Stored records
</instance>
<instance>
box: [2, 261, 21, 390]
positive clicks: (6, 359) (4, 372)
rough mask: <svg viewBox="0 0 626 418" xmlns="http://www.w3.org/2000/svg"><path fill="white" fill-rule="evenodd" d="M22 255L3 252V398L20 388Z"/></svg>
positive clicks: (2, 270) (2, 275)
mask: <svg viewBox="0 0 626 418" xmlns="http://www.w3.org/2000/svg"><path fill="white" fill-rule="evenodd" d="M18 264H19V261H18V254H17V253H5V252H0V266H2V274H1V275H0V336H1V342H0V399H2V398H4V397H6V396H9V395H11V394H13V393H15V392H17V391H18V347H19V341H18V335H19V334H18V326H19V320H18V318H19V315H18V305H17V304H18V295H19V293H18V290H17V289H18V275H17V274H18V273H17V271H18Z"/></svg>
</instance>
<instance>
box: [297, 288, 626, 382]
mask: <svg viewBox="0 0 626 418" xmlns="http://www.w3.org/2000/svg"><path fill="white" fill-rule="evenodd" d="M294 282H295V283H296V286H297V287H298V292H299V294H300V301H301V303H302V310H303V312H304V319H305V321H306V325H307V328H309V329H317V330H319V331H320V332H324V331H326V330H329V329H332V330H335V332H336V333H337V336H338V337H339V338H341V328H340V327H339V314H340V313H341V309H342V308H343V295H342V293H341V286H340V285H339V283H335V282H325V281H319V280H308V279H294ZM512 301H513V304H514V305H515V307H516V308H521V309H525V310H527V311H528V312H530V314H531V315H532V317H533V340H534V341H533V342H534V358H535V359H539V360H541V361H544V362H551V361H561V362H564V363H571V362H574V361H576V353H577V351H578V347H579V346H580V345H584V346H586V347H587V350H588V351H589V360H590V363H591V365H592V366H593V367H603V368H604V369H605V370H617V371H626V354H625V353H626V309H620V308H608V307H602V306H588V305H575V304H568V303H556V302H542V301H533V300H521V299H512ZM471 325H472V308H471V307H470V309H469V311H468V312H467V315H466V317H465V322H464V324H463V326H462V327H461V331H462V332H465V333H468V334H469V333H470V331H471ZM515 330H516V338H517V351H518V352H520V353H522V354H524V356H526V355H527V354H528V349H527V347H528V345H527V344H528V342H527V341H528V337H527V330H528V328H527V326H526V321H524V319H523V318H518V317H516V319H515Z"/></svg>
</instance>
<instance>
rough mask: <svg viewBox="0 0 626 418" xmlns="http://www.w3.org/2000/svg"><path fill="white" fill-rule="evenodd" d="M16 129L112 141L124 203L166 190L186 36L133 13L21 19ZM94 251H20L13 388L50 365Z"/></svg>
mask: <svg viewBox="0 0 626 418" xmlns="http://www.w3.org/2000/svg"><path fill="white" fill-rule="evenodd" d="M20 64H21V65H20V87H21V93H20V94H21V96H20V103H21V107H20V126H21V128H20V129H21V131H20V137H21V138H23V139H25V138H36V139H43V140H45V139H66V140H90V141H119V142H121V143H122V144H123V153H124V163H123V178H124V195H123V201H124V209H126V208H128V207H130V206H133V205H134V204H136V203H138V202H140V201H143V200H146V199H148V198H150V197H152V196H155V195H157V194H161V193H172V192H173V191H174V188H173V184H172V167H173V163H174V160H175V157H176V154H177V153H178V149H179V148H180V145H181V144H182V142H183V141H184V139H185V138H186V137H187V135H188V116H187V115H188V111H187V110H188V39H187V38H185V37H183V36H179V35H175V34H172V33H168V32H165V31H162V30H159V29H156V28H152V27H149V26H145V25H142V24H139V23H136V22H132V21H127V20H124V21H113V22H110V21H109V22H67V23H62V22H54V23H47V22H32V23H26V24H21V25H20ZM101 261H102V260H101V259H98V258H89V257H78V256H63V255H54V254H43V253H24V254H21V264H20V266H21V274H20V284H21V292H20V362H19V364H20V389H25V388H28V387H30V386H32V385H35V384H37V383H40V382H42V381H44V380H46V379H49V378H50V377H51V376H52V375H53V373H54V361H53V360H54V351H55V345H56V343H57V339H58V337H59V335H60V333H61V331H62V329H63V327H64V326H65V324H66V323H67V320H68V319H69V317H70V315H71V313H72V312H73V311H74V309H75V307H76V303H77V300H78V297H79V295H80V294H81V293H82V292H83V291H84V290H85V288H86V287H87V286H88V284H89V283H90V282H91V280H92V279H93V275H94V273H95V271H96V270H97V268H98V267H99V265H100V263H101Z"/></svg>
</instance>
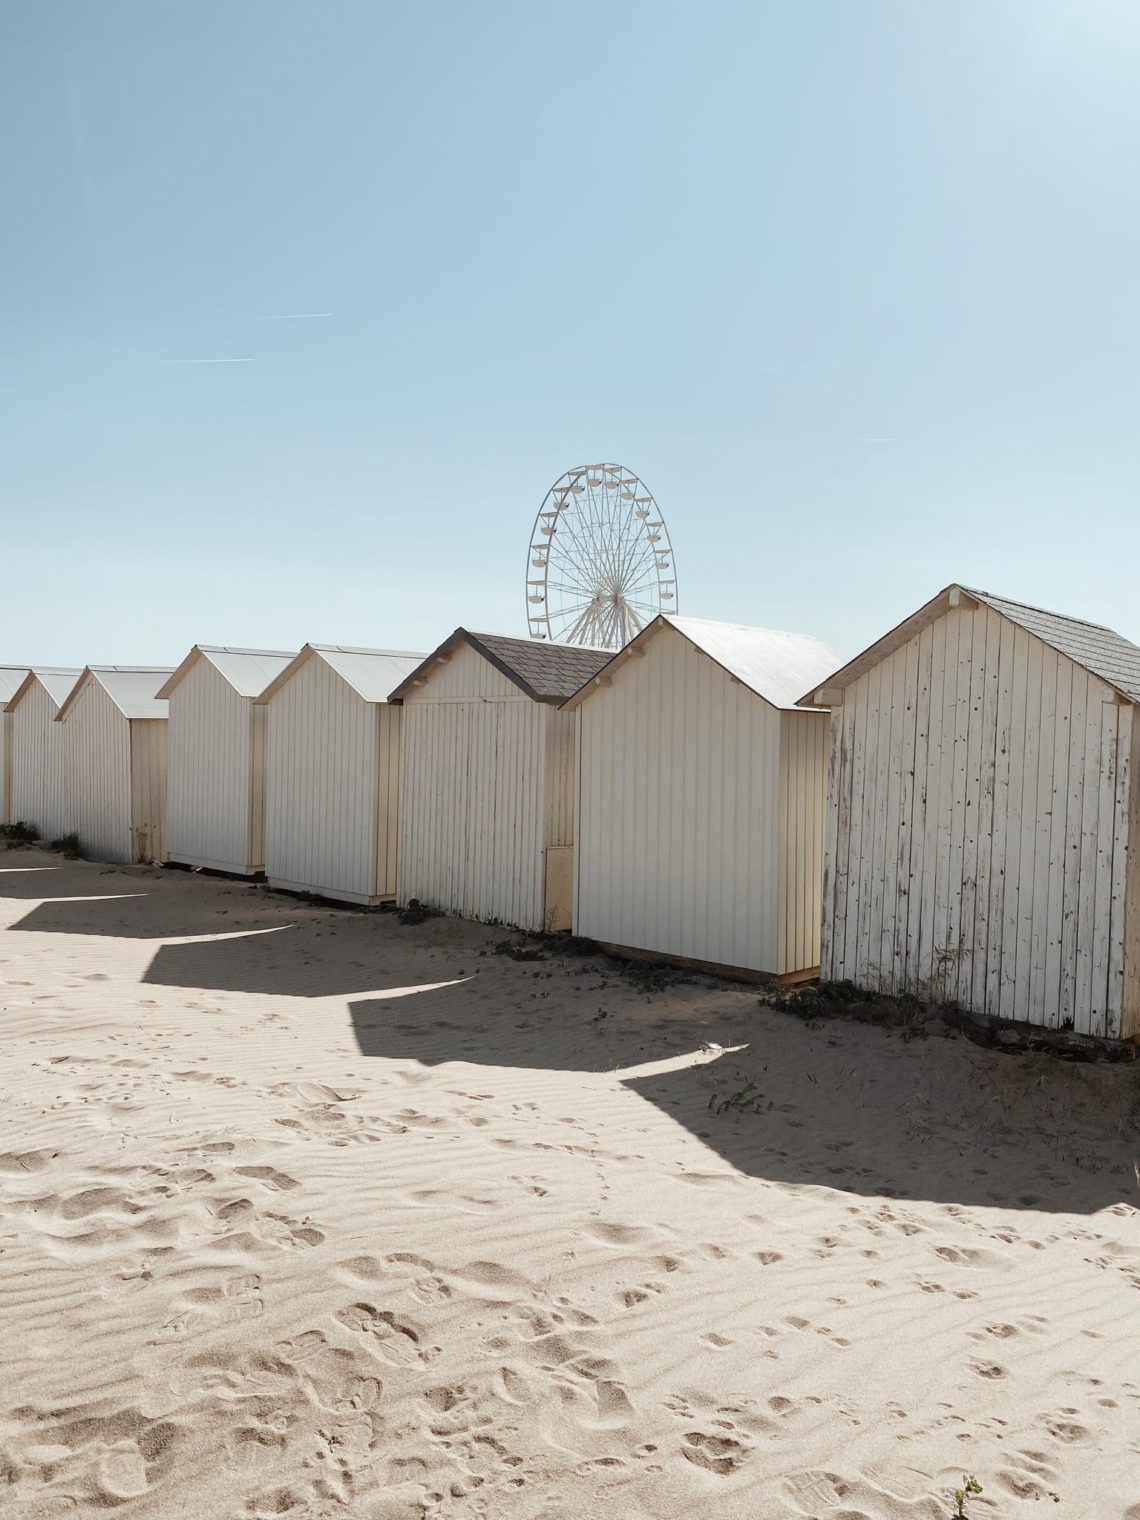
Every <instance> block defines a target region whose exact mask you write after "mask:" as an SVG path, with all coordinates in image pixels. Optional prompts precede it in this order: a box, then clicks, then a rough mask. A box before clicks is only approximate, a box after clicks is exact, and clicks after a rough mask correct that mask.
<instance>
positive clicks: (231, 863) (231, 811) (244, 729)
mask: <svg viewBox="0 0 1140 1520" xmlns="http://www.w3.org/2000/svg"><path fill="white" fill-rule="evenodd" d="M251 711H252V701H251V699H249V698H246V696H240V695H239V693H237V692H236V690H234V689H233V686H230V682H228V681H226V679H225V676H223V675H222V673H220V670H217V669H216V667H214V666H213V664H211V663H210V660H208V658H205V657H202V658H199V660H198V661H196V663H195V664H193V666H192V669H190V670H188V672H187V675H185V676H184V678H182V681H181V682H179V684H178V686H176V687H175V690H173V693H172V696H170V717H169V724H170V796H169V819H167V824H169V850H170V859H172V860H181V862H184V863H185V865H204V866H210V868H213V869H217V871H237V872H243V871H252V869H258V868H260V866H261V863H263V862H261V859H260V853H258V854H254V848H255V847H254V839H252V828H254V801H252V719H251ZM260 711H261V713H264V708H260ZM257 807H258V810H260V809H263V800H261V798H260V796H258V800H257ZM257 850H258V851H260V850H261V841H260V839H258V841H257Z"/></svg>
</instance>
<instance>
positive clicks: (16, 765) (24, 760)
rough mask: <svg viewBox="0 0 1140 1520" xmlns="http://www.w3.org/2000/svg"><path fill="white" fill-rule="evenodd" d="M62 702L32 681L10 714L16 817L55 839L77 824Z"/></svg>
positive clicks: (47, 838) (8, 734)
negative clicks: (56, 699) (68, 784)
mask: <svg viewBox="0 0 1140 1520" xmlns="http://www.w3.org/2000/svg"><path fill="white" fill-rule="evenodd" d="M58 711H59V704H58V702H56V701H55V698H53V696H52V695H50V693H49V692H47V690H46V689H44V686H41V684H40V682H38V681H35V682H32V684H29V687H27V690H26V692H24V693H23V696H21V698H20V701H18V704H17V707H15V711H12V713H8V714H5V716H6V719H8V754H9V800H8V812H9V818H11V822H24V824H30V825H32V827H33V828H38V830H40V836H41V839H44V841H47V842H49V844H50V842H52V841H53V839H61V838H62V836H64V834H68V833H70V831H71V828H73V827H74V824H73V816H71V800H70V790H68V775H67V760H65V748H67V734H65V731H64V727H62V724H56V720H55V717H56V713H58Z"/></svg>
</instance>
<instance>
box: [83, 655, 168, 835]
mask: <svg viewBox="0 0 1140 1520" xmlns="http://www.w3.org/2000/svg"><path fill="white" fill-rule="evenodd" d="M172 673H173V672H172V670H170V669H169V667H164V669H161V670H160V669H149V667H141V666H87V669H85V670H84V672H82V675H81V676H79V679H78V681H76V682H74V686H73V687H71V690H70V693H68V695H67V698H65V701H64V702H62V705H61V708H59V714H58V717H56V722H58V724H59V725H62V730H64V760H65V768H67V781H68V796H70V809H71V812H70V824H71V828H73V830H74V831H76V833H78V834H79V844H81V847H82V850H84V851H85V853H87V854H90V856H91V857H93V859H96V860H116V862H120V863H123V865H126V863H131V862H143V860H155V862H161V860H166V772H167V731H166V728H167V720H166V711H167V708H166V702H164V701H163V699H161V698H160V696H158V689H160V687H161V684H163V682H164V681H166V678H167V676H169V675H172Z"/></svg>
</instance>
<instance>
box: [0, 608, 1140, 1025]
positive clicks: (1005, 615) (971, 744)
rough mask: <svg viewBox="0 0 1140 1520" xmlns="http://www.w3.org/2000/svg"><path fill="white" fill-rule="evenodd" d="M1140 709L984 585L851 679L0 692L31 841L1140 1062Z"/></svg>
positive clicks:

• Job item: Find every line in the material above that contains the string "positive" with matching case, and copy each of those lines in full.

• Task response:
positive clicks: (6, 359) (4, 372)
positive clicks: (2, 270) (2, 275)
positive clicks: (231, 863) (231, 811) (244, 729)
positive clicks: (16, 765) (24, 760)
positive clicks: (47, 838) (8, 734)
positive clicks: (1005, 615) (971, 744)
positive clicks:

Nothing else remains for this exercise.